### Directions
Return a copy of each line in the listing that includes the word "JSON".

### Exercise input

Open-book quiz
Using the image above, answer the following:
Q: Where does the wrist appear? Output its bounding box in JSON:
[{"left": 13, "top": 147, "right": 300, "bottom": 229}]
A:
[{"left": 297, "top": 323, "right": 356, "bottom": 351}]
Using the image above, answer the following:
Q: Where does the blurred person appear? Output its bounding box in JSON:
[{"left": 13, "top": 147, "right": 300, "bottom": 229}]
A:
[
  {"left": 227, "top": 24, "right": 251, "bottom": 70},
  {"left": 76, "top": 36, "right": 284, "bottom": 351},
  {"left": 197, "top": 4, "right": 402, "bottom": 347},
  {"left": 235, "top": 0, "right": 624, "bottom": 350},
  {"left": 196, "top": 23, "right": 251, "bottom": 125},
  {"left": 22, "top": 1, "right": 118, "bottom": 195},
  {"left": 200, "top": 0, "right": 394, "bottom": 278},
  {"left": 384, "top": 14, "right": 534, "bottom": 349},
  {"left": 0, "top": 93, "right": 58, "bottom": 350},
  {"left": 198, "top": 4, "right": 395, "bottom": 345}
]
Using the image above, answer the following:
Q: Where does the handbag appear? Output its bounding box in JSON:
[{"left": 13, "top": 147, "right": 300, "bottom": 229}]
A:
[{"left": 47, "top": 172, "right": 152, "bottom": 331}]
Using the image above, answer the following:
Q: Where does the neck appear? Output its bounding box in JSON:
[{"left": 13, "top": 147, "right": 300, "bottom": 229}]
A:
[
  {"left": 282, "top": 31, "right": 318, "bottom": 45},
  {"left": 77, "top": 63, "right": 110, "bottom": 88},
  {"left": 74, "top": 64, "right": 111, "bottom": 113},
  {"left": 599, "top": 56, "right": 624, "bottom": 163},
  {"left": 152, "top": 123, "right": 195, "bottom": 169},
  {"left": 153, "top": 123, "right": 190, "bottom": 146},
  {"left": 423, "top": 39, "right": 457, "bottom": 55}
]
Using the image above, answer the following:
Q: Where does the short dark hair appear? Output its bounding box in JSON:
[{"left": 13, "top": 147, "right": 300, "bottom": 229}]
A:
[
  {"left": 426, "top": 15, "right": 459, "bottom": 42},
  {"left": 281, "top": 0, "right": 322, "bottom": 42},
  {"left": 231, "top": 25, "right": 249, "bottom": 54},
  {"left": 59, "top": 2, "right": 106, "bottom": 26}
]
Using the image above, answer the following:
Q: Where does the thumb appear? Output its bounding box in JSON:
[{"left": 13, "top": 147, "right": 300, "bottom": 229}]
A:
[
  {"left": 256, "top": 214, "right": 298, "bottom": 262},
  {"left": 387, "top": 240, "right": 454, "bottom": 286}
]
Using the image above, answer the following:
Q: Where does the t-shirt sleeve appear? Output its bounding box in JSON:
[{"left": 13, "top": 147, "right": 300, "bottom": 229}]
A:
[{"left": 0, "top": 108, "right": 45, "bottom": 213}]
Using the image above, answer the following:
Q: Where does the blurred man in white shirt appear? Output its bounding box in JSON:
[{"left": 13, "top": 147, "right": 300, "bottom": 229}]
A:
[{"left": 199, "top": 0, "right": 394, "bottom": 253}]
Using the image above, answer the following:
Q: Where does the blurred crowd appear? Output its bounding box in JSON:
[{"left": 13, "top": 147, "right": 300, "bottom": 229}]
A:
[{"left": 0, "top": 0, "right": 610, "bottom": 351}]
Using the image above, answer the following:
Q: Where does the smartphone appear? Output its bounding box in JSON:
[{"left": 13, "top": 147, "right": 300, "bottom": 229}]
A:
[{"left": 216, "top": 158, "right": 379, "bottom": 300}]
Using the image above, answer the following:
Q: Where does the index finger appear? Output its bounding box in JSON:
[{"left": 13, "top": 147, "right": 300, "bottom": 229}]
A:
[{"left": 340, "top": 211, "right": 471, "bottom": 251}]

### Result below
Q: Where does the wrist appear? Output its bounding box in JSON:
Q: Where does the blurred person appear? Output its bounding box in JSON:
Q: Where does the handbag appear? Output its bounding box in JSON:
Q: Where does the neck appear? Output its bounding box in JSON:
Q: Where does the short dark hair appear? Output its bounding box in JSON:
Q: Where does the thumb appear? Output its bounding box in JSON:
Q: Where does the t-shirt sleeve appear? Output its bounding box in JSON:
Q: Where does the blurred man in white shirt appear? Output its bounding box in JSON:
Q: Where does the blurred crowd appear? Output its bounding box in JSON:
Q: Where does the smartphone appear? Output its bounding box in JSON:
Q: Where does the index finger appear? Output its bounding box in JSON:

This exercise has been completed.